Among the records below, count the lines where "brown" occurs, and report that total alone.

BEGIN Stored data

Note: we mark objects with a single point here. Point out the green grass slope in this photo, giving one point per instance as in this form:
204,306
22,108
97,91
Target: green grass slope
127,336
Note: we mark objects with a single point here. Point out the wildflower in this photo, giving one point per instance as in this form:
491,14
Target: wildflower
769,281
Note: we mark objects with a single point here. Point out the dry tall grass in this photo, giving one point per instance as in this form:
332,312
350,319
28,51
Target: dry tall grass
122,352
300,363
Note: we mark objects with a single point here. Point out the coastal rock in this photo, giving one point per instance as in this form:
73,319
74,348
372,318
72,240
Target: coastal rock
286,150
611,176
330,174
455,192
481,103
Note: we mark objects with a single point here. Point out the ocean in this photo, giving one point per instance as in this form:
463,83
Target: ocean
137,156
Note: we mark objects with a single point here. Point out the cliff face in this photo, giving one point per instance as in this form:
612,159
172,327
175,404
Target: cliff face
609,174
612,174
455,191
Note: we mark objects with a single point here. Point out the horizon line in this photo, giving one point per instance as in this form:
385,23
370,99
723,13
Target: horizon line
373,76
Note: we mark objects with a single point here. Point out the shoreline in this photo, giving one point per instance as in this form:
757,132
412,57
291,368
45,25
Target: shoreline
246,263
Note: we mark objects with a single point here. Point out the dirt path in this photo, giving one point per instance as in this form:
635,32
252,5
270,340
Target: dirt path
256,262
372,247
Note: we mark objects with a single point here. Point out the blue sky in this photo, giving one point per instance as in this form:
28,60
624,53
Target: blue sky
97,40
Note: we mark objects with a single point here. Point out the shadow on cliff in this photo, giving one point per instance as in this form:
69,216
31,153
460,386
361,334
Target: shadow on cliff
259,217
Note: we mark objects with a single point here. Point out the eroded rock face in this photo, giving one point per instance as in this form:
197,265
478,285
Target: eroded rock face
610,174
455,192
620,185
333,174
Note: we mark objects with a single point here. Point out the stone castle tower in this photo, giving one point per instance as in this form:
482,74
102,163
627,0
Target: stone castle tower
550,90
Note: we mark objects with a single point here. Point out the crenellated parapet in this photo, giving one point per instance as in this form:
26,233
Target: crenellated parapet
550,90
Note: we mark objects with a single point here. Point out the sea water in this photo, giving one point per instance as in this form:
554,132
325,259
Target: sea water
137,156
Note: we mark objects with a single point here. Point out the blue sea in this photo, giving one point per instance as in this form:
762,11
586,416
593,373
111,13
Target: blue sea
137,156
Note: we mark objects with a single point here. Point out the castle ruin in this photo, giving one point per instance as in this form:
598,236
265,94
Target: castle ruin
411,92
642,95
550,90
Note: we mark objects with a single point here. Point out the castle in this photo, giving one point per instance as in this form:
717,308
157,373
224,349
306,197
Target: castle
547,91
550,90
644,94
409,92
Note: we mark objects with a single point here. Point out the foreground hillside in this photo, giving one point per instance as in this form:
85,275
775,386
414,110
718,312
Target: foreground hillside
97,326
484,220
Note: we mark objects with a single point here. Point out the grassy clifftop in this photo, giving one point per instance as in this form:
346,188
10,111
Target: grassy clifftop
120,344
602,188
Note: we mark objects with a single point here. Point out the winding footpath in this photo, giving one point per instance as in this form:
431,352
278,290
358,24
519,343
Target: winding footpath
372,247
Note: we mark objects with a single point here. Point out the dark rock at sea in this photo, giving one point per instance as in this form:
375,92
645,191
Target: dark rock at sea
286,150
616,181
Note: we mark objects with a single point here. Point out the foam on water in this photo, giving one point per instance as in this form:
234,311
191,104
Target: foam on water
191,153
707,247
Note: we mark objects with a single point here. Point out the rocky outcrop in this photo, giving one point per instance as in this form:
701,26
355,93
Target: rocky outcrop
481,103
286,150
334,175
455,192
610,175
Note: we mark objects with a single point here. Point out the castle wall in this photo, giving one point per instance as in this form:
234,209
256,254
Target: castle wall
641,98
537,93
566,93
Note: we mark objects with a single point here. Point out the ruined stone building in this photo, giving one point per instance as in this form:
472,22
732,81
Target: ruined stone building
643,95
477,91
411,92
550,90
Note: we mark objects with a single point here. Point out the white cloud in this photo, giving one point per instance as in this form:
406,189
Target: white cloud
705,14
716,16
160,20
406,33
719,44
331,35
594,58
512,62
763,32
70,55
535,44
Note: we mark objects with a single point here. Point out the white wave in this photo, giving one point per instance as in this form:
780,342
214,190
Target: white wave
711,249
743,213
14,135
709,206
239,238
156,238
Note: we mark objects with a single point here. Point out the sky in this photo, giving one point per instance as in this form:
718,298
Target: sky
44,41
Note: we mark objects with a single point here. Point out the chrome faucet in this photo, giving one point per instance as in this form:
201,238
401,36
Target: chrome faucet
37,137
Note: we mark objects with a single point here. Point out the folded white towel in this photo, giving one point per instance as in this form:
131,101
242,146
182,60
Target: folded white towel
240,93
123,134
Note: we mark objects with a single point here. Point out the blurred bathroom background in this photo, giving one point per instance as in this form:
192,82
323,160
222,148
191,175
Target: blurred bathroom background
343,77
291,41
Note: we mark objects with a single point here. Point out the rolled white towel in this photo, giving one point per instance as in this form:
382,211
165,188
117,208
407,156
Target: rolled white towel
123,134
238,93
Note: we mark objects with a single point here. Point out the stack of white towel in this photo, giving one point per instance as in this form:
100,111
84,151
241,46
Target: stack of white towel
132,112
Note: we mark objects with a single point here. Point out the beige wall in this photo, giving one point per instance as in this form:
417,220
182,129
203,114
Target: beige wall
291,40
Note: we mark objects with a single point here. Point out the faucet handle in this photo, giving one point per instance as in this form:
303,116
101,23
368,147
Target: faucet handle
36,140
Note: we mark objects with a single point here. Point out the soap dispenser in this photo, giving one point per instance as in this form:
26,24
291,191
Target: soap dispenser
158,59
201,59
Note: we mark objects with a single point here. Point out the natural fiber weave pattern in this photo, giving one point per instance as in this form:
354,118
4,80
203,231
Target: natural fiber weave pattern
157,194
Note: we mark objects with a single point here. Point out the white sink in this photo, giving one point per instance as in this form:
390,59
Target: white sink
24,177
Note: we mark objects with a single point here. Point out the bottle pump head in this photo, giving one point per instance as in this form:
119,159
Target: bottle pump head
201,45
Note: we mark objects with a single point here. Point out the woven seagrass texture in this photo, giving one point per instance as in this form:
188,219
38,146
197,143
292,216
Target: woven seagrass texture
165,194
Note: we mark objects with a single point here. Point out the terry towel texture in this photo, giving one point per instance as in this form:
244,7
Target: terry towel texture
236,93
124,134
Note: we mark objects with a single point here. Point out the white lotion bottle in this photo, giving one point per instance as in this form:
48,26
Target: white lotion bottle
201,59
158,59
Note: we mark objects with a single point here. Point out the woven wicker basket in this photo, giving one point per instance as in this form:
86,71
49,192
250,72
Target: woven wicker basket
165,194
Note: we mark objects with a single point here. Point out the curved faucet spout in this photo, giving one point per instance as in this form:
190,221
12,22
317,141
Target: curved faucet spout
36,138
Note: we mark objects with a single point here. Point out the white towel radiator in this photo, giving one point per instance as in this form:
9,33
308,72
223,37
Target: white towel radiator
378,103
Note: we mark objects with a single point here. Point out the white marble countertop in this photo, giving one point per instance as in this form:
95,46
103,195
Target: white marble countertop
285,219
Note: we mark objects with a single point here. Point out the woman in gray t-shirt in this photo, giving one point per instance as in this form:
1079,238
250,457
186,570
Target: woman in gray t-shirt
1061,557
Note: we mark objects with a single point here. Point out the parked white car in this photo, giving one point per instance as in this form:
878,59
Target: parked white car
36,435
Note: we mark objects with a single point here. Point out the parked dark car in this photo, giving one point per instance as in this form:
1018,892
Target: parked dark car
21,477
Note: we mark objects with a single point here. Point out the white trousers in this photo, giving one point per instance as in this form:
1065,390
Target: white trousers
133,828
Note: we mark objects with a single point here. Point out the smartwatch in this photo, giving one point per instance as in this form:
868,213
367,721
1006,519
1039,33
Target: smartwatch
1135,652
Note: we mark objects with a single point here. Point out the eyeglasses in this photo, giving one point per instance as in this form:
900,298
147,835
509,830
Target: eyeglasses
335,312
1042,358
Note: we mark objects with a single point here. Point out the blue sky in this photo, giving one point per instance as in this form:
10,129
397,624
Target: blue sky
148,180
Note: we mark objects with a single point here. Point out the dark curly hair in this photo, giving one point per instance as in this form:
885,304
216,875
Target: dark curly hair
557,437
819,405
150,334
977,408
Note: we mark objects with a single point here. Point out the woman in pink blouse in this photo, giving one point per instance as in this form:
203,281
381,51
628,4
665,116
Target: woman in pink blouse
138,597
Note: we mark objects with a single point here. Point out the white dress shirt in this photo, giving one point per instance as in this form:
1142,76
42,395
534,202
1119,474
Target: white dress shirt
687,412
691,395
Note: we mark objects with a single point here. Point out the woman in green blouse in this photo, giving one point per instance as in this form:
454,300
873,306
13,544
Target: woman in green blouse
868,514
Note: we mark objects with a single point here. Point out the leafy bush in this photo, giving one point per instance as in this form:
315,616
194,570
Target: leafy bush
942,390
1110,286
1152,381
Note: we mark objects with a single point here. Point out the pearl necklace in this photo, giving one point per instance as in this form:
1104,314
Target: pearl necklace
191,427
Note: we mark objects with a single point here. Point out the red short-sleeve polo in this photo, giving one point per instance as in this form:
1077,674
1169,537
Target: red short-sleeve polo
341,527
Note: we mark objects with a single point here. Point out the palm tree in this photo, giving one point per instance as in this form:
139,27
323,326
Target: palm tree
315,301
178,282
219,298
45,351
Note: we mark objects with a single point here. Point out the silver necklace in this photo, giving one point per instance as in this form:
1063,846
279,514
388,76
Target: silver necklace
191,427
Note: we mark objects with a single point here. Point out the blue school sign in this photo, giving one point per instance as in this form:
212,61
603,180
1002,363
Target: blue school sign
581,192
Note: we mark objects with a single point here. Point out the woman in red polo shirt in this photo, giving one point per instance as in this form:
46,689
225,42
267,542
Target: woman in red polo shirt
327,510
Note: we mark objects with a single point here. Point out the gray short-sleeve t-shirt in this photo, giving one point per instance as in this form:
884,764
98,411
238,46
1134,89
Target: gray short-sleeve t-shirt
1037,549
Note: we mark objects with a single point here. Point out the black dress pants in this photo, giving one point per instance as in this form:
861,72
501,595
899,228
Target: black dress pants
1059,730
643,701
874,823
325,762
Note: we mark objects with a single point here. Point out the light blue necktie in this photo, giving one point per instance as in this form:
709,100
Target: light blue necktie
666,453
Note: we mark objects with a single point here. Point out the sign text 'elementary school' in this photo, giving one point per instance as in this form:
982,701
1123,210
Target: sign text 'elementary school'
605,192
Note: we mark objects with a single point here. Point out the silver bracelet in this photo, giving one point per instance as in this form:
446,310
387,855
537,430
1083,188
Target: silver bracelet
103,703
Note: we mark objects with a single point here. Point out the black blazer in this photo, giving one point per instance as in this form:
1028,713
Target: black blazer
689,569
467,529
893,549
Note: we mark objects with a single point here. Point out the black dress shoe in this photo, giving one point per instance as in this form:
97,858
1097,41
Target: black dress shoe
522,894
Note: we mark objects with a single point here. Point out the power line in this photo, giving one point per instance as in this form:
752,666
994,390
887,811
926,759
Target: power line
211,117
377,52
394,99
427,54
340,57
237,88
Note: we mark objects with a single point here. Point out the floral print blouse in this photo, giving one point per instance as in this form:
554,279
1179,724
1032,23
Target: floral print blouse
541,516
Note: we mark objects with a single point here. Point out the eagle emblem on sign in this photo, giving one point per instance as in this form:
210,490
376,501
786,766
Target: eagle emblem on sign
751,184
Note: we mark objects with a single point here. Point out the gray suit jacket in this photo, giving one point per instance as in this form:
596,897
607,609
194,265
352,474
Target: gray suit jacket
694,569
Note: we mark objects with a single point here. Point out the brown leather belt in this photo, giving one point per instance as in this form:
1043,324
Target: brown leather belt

END Stored data

-- Solution for this task --
2